Monday, 9 August 2010

This is how we repay dedication

So I was fired yesterday.

For those keeping track, I had 2 weeks left, as agreed upon in my 8-weeks' notice back in June. Instead, I was informed at 4:30 yesterday afternoon that my services were no longer required, and I was to be out of the museum as quickly as possible after the close of business (5:00).

30 minutes' notice. That's got to be some sort of record for dismissal without cause.

The official excuse is that the museum is all but in foreclosure, and the bank informed them that if they didn't immediately fire all employees, the bank would repossess the building.

.... so when your business is floundering, the people you owe money to tell you to get rid of your only means of making money?

(Also, having seen the documents from the bank, I can tell you that they have another month before the bank provides the 60 day foreclosure warning. I was only there for another 14 days. I'm going to call BS.)

More than the excuses, however, was the sheer asshattery of the situation. I was handed a print-out of an email sent from a board member to his significant other, who then forwarded it to another email address. I was given 30 minutes' notice to clear out my office and remove any of my belongings - which included items on sale in the gift shop, lighting which Vellum had provided for the exhibit, and items on loan which were to be returned upon my departure.

I was insulted for daring to be upset with the situation. The board member assigned to make sure I didn't steal anything informed me that I would never make as much as I was making there ever again. I just laughed. What do you say to that? I was being paid slave wages - barely enough to subsist on - and devoting everything I had to the museum. I worked 6 days a week for that museum. I worked a second job to remain at that museum. I spent $1400 on exhibit materials, and was only reimbursed for half of that - because I wanted the museum to succeed.

I could have done temp work for a year and made more money, working fewer hours, with less stress.

* Image point annotation entries *

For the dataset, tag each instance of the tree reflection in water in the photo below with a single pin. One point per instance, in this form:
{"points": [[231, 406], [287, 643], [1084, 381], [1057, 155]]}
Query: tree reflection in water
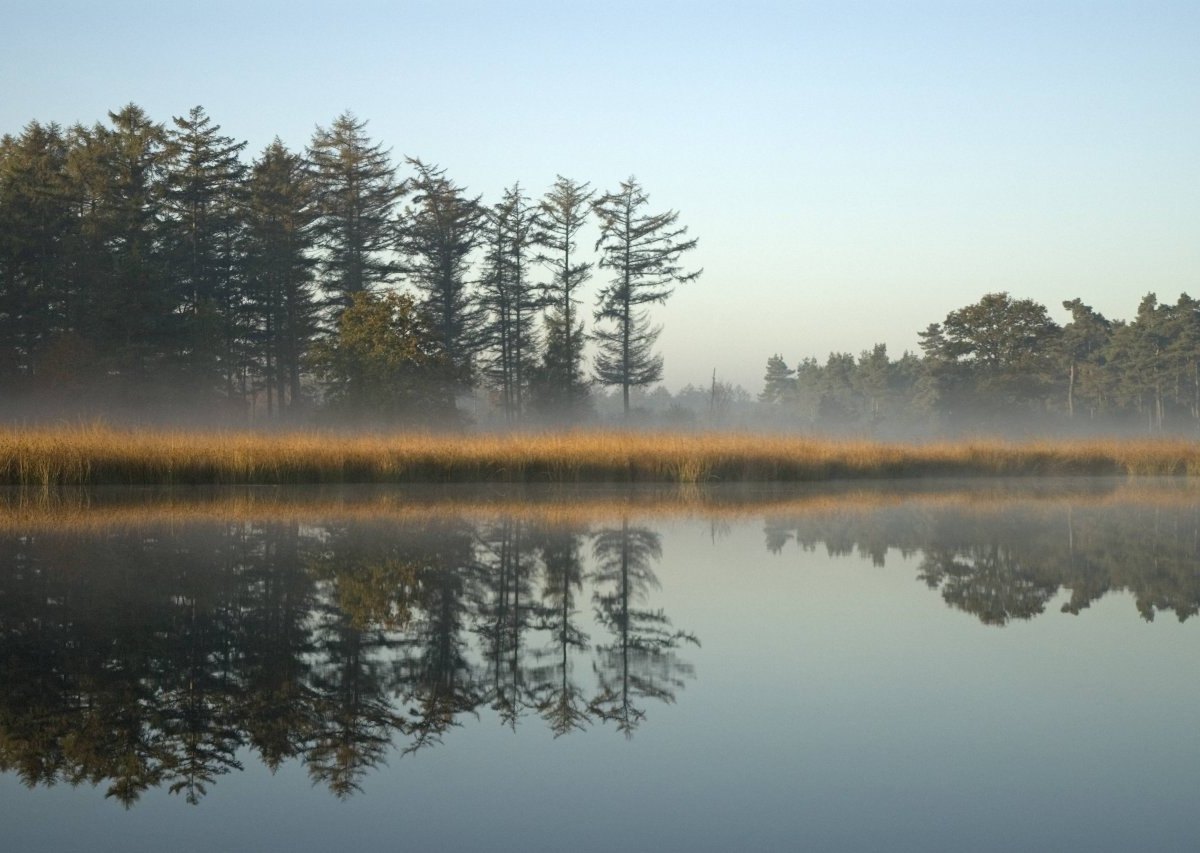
{"points": [[156, 655], [147, 655]]}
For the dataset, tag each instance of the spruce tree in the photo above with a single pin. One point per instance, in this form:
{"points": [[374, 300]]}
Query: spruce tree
{"points": [[778, 383], [35, 227], [562, 214], [357, 193], [133, 323], [280, 271], [204, 232], [438, 233], [642, 251], [510, 299]]}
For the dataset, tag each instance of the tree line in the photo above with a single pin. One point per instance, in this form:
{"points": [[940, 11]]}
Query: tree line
{"points": [[1003, 361], [153, 264]]}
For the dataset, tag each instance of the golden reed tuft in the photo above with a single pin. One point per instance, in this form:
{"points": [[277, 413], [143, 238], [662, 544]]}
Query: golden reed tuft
{"points": [[100, 455]]}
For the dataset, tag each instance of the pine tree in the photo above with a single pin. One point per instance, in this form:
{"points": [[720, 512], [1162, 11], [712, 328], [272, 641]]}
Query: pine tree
{"points": [[779, 383], [280, 271], [437, 234], [203, 197], [35, 227], [510, 299], [561, 216], [133, 322], [357, 193], [643, 252]]}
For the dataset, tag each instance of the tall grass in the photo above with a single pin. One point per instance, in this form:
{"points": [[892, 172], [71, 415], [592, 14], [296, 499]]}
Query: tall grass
{"points": [[97, 455]]}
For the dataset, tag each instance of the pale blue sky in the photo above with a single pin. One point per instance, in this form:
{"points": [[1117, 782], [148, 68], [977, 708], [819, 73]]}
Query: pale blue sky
{"points": [[853, 170]]}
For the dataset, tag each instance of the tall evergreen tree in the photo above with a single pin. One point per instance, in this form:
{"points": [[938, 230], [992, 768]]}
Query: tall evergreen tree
{"points": [[204, 230], [778, 383], [562, 215], [357, 193], [510, 299], [1081, 344], [643, 252], [133, 323], [438, 233], [280, 270], [35, 227]]}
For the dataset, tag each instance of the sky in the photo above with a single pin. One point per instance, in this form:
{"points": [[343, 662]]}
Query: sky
{"points": [[852, 170]]}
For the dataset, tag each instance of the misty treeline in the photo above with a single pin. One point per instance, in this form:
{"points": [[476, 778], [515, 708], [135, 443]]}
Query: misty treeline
{"points": [[1005, 362], [153, 265]]}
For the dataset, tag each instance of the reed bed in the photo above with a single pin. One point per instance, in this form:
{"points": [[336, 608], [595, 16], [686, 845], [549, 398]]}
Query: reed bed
{"points": [[99, 455], [24, 511]]}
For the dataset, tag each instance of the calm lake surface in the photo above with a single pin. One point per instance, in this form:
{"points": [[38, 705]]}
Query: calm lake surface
{"points": [[922, 667]]}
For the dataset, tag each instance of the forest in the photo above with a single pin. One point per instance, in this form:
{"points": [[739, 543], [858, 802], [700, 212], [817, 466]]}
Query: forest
{"points": [[154, 268], [148, 266]]}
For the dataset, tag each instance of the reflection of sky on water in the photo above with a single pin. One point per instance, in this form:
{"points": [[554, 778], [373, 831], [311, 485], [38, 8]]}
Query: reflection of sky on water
{"points": [[835, 704]]}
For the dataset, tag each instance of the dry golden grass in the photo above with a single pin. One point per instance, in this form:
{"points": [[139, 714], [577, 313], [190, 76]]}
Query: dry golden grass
{"points": [[97, 455], [81, 509]]}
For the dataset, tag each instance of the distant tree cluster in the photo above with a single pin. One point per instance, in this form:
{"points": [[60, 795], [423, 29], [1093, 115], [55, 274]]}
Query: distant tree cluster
{"points": [[144, 264], [1003, 361]]}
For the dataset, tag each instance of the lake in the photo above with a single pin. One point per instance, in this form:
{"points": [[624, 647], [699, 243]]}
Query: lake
{"points": [[989, 665]]}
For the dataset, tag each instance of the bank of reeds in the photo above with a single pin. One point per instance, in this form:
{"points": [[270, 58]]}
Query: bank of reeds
{"points": [[96, 455]]}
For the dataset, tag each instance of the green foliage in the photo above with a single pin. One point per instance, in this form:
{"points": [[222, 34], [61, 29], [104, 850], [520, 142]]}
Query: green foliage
{"points": [[437, 234], [357, 192], [643, 253], [563, 388], [384, 362]]}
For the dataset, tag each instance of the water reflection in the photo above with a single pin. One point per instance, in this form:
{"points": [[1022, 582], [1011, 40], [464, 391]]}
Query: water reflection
{"points": [[153, 656], [1003, 560], [166, 653]]}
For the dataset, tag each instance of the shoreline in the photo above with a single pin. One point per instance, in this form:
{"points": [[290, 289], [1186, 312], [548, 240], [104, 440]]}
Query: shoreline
{"points": [[97, 456]]}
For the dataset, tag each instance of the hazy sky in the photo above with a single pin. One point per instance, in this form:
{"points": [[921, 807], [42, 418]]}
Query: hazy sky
{"points": [[853, 170]]}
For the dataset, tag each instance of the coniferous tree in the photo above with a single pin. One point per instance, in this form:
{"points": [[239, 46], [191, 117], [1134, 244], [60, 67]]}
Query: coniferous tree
{"points": [[562, 214], [357, 193], [204, 230], [779, 383], [438, 233], [1083, 343], [133, 323], [280, 271], [510, 299], [35, 228], [643, 252]]}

* Problem to work on *
Say whether each statement agrees with the post about the museum firing, answering yes or no and quoting the words of the post that decide it: (a) The writer was given 30 minutes to clear out the office. (b) The museum reimbursed the writer for the full $1400 spent on exhibit materials. (c) The writer worked five days a week for the museum.

* Exercise response *
(a) Yes: "I was given 30 minutes' notice to clear out my office and remove any of my belongings"
(b) No: "I spent $1400 on exhibit materials, and was only reimbursed for half of that"
(c) No: "I worked 6 days a week for that museum."